● Source:
Google Analytics 101 : cinq outils d'analyse pour les relations publiques
Articles suggérés
Sur des sujets similaires
En tant que professionnel des relations publiques, vous êtes sans doute familier avec les différentes unités de mesure permettant d'évaluer l'impact de votre travail. Nous affirmons que les relations publiques permettent de créer de nouvelles audiences, de capter l'attention des clients potentiels, de bâtir un lien de confiance avec une marque, et de transformer ce lien en une relation durable qui se traduira ultimement en revenus pour les clients. L'un des meilleurs outils pour mesurer ce que vous générez réellement est Google Analytics.
Google Analytics propose une panoplie de rapports d'analyse vous aidant à comprendre comment les audiences interagissent avec vos propriétés numériques, de votre site Web aux plateformes sociales, en passant par les applications mobiles. Nick Patterson, analyste marketing chez notre compagnie soeur SHIFT Communications, présente cinq outils de mesure intégrés à Google Analytics qui vous permettront facilement d'évaluer l'impact de votre travail. (L'article est en anglais).
———
As a public relations professional, you’re probably familiar (or should be) with the different types of metrics that demonstrate the success of your work. We like to say that PR is responsible for creating new audiences, getting people’s attention for their clients, building trust in the brand, and transforming awareness and trust into new relationships that mean business and revenue down the line. One of the best tools for starting to understand the awareness and trust you’re creating is Google Analytics.
Google Analytics has a lot of built-in, “out of the box” metrics that help with a surface level understanding of how your audience interacts with your digital properties, from your website to social media accounts to mobile apps. Let’s look at our take on Google Analytics 101 with 5 built-in metrics that need no customization and what they mean for your PR work.
New Users
New Users (formerly known as New Unique Visitors) is the number of people who have never visited your website before and are stopping by for the first time. While a lot of things can contribute to new visitors, it’s an important first place to look. If new visitors aren’t increasing over time, then ultimately your website is in trouble. When you get great hits, you can often see spikes in your website’s new visitors, as the blue line above shows.
Obviously, unique new users can come from many different sources, including organic search, paid advertising, and public relations. However, if your unique new users rate isn’t growing, you know you’ve got to step up your PR game to get more awareness of your brand.

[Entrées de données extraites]
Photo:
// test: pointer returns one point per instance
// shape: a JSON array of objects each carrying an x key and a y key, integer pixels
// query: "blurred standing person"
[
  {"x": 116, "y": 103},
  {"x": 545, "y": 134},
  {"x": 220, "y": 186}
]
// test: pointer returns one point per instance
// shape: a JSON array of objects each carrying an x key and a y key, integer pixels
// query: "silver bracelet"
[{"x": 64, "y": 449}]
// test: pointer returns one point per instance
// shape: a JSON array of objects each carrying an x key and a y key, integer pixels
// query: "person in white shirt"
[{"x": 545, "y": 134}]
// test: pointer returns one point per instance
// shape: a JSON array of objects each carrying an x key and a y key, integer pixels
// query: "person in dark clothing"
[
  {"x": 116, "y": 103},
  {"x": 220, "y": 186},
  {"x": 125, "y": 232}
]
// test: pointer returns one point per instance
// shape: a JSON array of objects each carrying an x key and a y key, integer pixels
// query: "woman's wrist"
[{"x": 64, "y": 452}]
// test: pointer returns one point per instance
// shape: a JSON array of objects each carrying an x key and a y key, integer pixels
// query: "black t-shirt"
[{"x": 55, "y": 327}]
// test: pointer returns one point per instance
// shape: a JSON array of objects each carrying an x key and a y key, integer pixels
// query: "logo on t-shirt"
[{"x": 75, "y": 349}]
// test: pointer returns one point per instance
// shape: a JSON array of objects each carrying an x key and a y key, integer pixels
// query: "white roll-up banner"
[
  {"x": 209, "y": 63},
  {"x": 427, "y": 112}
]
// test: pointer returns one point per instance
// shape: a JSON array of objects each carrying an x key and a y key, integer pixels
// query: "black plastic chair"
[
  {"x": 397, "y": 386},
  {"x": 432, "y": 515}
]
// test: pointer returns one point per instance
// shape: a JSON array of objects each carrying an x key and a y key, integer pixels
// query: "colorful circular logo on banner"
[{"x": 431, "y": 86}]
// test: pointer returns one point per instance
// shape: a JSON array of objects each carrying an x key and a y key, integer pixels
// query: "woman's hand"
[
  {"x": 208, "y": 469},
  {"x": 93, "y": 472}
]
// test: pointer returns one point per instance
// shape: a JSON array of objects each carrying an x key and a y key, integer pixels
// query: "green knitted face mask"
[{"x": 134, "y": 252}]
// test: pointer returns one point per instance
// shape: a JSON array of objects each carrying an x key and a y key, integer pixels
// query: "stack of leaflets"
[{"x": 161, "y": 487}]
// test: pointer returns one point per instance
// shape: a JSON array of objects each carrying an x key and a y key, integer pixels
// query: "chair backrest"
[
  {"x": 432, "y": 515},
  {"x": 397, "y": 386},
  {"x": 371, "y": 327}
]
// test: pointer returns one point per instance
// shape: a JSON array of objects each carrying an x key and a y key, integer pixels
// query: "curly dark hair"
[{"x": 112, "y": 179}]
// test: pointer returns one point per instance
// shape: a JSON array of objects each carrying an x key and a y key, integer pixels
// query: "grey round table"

● Énoncé A:
D'après le premier paragraphe en français du texte sur Google Analytics, que permettent les relations publiques ?
● Énoncé B:
Pouvez-vous poursuivre le texte sur Google Analytics après sa dernière phrase, en anglais comme la partie qui précède ?

● Réponse A:
- créer de nouvelles audiences
- capter l'attention des clients potentiels
- bâtir un lien de confiance avec une marque
- transformer ce lien en une relation durable qui se traduira ultimement en revenus pour les clients

● Réponse B:
Where to find it: Left menu, Audience, Overview. Then from the submenu just below Audience Overview, click + Add Segment and select the New Users segment.
Returning Users
Think only new visitors are important? Think again. It’s rare that a sale/conversion will be made on the first visit. More often than not, you have to build trust with your audience, a core function of public relations work. The more earned media you get, the more trust your audience should develop in your brand.
This is also why content marketing is so popular among PR and marketing professionals. If you create content, you’re creating a gift of valuable information for your visitors to read/share. It’s a signal to your audience that if they return they’re likely to find something of interest to them to assist them in making a decision or solving a problem.
Returning Users is a proxy for trust that you’ll keep that promise. It’s actually more important than new users, because if you don’t keep the ones you have, you’ll forever be spending more and more money and time to replace them. Awareness creates the relationship, but trust strengthens it.
Where to find it: Left menu, Audience, Overview. Then from the submenu just below Audience Overview, click + Add Segment and select the Returning Users segment.
Mobile Users
Great strategies consider all aspects of a digital program, including a mobile strategy for those who will visit via tablet or a smartphone. With the share of Americans that own smartphones now up to 77%, any strategy that doesn’t include mobile is dangerously irrelevant today.
As you do your public relations work, think about all of the different ways your content is being consumed. The best place to look is in mobile traffic and mobile devices inside Google Analytics. How are people perceiving you? What devices should you check out your digital properties on? Should your PR campaign include a mobile app of its own, or at the very least a responsive design for your website?
In the example above, we see that mobile traffic is about 23% of all website traffic and the vast majority of mobile users are using Apple iOS devices. That tells us that whatever we do, we had better make sure it works on iPhones and iPads, from where we host videos to what social networks have great iOS mobile apps. For example, if we got a great piece of video coverage that was hosted on a news site that used a Flash Player, we’d want to re-render that or load the clip to YouTube to make sure our Apple mobile users could see it.
Where to find it: Left menu, Audience, Mobile, Devices or Overview, depending on what you want to see.
Social Network Referrals
Social media and PR go together like peanut butter and jelly. The moment someone shares any piece of your content, it becomes earned media. That’s why measuring social media traffic to your digital properties is an important first step in understanding how well your PR is working. If no one is aware of you, if no one trusts you, no one will share your stuff or visit your website.
Social Network Referrals in Google Analytics is a great place to see which networks are working for you right now. Are you spending most of your time promoting your posts on Facebook, but LinkedIn is delivering the new audience? Are you tweeting maniacally but no one’s visiting? Look in Social Network Referrals to see if your audience numbers match your efforts.
Where to find it: Left menu, Acquisition, Social, Network Referrals.
Goal Completions
At the end of the day, people need to do something of value for your business to ultimately judge whether your PR and marketing are working.
Goal Completions tells you if there’s a mismatch between your PR and your marketing – if you’re getting great results from the metrics above, but no one’s converting, then you’re promising something in your PR and audience generation efforts that your visitors aren’t getting once they visit your digital properties. A great story about your brand’s mission, for example, might send people to a website that doesn’t reflect your mission or focus at all.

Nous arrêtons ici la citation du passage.